▸ **SHORT EXERCISE**: In the article on St. Augustine's conversion below, which preacher opened Augustine's mind to the spirit and meaning of the Scriptures?

Are You Smarter than a Fifth-Grader?

Archdiocese of Washington: Year of Faith series

Written by:Dominican Brothers of the Province of St. Joseph

As frustrating and humiliating as our own bad decisions in life can be, watching a loved one make a drastic mistake is often much worse. How are we supposed to help someone to see how wrong the choice he is making is when he utterly refuses to listen to us and see the error of his ways?  This problem is the one St. Monica faced with her son, Augustine.  Though she tried to instill the Christian faith in her son, it did not take root. She fell back to the only resource she had left: fervent prayer.

For his part, Augustine felt he had given Christianity a fair shake but found it lacking.  He was very intellectual, and so he sought the truth in many philosophies and religions, but none of them satisfied him.  His restless heart eventually led him back to the Catholic Church.  Augustine became one of the foremost defenders and preachers of the Catholic faith.  How did Augustine become a staunch Catholic after being a critical despiser of the faith?

The virtue of faith, that confidence to trust in God and cleave to the truths he has revealed (cf. CCC 154), is a gift.  It’s not irrational to trust and believe in God, but we cannot simply convince ourselves to do so without His grace.  We see this quite clearly in Augustine’s conversion.  Initially, he found Christianity’s arguments unconvincing, and he felt the Bible was simplistic and unsophisticated. It took a good preacher – St. Ambrose – to open Augustine’s mind to understand the spirit and meaning of the Scriptures.  Augustine began to love the Scriptures, not in spite of, but because of the lowliness and humility of the truths they presented.  After years of thoughtful searching he overcame his critical objections to the Christian faith, but he still could not truly believe it.  Our merely human efforts are not enough to bring about true faith.  We can only do so if our will is “moved by God through grace.” (CCC 155).  Augustine’s conversion shows the power of God’s action in a truly remarkable way.

Some friends brought Augustine the story of the first monks of Egypt who left everything to follow Jesus Christ.  He considered his own weakness and was distraught.  Why did he keep delaying?  Why not commit now? As he became more upset and more distraught, he withdrew into the garden.  Then he heard a child’s voice call out “take up and read.”   Taking it to be a command from God, he picked up a nearby book of the letters of Paul.  One verse pierced through his heart.  In that moment of profound grace He says, “[a]ll the shadows of doubt were dispelled.”

St. Augustine’s is a profound case that sheds light on the truth that faith is a gift.  Who does Augustine have to thanks for his faith?  There is himself, in part, for his honest searching, St. Ambrose, for his preaching and teaching, and his mother for her consistent prayer, to name only a few.  Of course, first and foremost, he has God to thank, as is made clear in his final conversion, for the grace necessary to assent freely to the truth, as well as for the countless graces offered in preparing him to accept that gift.  When considering friends or family that seem far from God, we should not despair of our efforts to lead them to Jesus Christ, most especially through our prayers, for it is only His grace that will lead them to believe.

▸ **GIVEN INFORMATION**:
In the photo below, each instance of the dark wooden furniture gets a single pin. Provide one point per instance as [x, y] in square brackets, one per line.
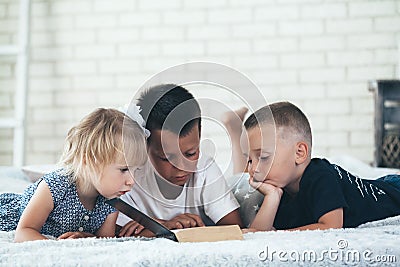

▸ **EXERCISE OUTPUT**: St. Ambrose